Records drawn from a dataset:
- - - -

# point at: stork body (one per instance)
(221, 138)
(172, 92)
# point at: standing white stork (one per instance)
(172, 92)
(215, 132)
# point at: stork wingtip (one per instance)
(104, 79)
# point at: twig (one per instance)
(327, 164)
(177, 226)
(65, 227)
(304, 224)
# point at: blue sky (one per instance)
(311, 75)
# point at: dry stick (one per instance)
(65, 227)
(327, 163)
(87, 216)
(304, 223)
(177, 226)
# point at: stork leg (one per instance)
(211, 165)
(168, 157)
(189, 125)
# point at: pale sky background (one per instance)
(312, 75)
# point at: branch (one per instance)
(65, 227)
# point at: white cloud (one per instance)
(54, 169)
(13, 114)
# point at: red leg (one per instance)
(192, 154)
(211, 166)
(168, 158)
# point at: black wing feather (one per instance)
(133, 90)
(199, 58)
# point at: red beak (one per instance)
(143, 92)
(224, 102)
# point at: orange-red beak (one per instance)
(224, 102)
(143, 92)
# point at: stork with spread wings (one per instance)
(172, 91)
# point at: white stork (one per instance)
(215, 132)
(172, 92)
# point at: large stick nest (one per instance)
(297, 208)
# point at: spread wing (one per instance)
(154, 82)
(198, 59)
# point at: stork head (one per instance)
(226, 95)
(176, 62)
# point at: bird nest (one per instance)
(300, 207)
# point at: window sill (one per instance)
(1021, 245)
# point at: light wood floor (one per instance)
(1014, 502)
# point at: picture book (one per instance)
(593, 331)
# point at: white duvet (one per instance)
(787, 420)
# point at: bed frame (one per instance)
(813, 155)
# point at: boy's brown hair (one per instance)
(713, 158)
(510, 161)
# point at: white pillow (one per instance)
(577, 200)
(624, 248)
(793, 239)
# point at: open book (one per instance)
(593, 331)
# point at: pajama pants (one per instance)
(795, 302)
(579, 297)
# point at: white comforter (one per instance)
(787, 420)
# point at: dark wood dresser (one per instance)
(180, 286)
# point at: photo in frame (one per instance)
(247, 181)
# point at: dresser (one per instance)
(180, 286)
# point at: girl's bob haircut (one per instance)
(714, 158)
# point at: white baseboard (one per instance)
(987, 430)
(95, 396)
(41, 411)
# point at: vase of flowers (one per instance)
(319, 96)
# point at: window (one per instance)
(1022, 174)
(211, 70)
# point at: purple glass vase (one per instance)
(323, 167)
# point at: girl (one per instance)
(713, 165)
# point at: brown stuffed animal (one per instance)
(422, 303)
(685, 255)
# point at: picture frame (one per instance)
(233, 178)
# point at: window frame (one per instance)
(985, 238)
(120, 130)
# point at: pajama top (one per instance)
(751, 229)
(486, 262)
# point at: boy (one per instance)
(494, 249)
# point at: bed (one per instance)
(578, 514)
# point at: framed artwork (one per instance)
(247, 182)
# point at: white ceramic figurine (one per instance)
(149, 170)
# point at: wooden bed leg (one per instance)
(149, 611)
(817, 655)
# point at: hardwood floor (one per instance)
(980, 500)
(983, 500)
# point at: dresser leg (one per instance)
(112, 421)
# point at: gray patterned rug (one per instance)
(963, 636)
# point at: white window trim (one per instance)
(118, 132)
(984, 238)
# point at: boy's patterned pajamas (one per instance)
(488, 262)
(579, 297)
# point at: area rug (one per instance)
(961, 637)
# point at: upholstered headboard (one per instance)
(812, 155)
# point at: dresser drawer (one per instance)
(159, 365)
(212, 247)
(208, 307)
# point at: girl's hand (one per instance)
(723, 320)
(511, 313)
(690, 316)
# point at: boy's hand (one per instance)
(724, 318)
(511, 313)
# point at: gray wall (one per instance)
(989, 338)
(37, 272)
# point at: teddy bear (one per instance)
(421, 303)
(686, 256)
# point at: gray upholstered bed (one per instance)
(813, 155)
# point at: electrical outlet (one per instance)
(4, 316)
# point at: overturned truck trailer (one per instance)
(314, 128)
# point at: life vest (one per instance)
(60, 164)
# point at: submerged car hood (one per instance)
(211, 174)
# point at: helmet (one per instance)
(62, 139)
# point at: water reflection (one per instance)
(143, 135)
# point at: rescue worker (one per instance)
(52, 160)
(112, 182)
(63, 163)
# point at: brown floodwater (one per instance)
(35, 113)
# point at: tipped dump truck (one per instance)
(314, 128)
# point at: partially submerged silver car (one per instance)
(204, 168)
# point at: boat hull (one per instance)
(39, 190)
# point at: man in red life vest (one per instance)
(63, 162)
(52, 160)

- - - -

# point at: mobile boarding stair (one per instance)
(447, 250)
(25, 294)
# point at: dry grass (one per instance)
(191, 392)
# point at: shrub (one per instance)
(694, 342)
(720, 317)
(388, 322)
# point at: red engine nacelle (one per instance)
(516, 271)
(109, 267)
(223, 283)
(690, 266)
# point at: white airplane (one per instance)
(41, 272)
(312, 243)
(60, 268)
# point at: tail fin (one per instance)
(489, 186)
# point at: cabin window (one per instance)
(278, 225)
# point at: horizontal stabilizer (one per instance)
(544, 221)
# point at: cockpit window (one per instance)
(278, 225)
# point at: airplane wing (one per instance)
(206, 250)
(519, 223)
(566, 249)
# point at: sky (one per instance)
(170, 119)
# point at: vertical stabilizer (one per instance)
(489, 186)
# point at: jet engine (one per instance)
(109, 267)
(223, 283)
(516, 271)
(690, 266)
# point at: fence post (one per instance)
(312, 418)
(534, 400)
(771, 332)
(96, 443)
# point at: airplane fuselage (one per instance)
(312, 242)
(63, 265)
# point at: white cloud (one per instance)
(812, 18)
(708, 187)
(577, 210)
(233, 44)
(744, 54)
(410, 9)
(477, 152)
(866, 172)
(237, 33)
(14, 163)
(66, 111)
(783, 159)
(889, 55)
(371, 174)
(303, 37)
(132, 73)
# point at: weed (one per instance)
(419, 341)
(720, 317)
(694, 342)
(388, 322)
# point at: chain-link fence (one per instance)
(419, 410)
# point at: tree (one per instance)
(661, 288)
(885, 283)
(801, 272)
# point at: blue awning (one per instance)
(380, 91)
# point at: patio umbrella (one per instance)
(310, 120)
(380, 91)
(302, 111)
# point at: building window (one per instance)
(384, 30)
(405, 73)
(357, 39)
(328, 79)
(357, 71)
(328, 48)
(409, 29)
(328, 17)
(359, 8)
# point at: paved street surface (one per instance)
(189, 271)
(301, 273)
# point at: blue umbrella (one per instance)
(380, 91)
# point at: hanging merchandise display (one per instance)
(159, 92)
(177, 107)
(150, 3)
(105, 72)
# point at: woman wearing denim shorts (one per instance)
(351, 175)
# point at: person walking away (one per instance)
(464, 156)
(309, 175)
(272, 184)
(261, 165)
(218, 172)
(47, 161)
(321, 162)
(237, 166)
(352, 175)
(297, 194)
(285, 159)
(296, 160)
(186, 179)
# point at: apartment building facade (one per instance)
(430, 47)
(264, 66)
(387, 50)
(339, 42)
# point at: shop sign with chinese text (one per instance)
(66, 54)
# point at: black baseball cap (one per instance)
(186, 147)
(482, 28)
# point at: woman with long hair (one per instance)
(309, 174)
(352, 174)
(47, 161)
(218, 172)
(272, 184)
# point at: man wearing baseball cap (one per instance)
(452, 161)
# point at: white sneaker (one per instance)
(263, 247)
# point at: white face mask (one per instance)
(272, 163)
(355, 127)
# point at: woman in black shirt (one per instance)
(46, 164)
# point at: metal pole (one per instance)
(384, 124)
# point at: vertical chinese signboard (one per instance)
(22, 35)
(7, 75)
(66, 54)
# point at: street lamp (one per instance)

- - - -

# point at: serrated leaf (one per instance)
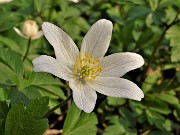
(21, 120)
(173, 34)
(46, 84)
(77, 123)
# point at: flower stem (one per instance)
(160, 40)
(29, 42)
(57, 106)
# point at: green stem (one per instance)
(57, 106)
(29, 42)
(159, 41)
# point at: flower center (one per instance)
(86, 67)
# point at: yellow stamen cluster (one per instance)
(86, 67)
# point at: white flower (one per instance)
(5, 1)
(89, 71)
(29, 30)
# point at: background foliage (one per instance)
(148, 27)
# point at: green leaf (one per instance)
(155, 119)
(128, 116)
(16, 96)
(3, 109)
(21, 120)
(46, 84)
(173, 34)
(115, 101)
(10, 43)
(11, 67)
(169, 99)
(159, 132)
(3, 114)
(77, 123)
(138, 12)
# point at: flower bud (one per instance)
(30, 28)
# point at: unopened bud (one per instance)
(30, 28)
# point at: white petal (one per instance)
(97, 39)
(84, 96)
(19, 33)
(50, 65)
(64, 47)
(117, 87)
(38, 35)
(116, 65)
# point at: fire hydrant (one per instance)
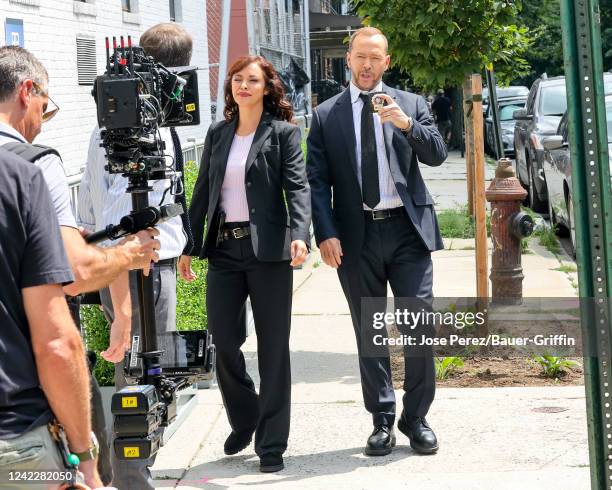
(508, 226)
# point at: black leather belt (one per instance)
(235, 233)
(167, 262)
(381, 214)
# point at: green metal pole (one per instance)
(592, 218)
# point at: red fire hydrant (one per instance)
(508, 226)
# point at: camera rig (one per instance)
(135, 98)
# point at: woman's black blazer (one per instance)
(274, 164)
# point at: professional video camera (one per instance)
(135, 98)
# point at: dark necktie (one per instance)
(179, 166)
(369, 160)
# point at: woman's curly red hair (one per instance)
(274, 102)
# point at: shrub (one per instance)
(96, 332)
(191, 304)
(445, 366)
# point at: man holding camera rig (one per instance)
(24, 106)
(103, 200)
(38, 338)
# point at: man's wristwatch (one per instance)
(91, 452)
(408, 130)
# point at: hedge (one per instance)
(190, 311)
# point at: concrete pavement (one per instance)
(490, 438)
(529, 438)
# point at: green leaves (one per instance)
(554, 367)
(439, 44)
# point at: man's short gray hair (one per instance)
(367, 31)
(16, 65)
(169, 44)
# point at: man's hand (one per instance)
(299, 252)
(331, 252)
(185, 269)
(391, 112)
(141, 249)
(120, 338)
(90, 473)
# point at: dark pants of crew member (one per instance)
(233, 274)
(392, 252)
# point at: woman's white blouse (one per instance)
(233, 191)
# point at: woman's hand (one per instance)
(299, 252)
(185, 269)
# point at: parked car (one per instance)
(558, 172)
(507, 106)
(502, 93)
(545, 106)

- - - -

> _What to do_:
Look above for the line holding "# point at: black baseball". Print it and every line after it, exactly, through the line holding "# point at: street lamp (one per instance)".

> _Answer section_:
# point at: black baseball cap (one per instance)
(186, 147)
(482, 28)
# point at: woman with long hair (one per instance)
(309, 174)
(352, 174)
(47, 161)
(218, 172)
(272, 184)
# point at: man wearing baseball cap (one per instance)
(452, 161)
# point at: white sneaker (one per instance)
(263, 247)
# point at: white face mask (one per instance)
(272, 163)
(355, 127)
# point at: woman in black shirt (one per instance)
(46, 164)
# point at: metal pole (one per instance)
(384, 124)
# point at: vertical chinese signboard (one per instance)
(22, 35)
(7, 75)
(66, 54)
# point at: street lamp (one per instance)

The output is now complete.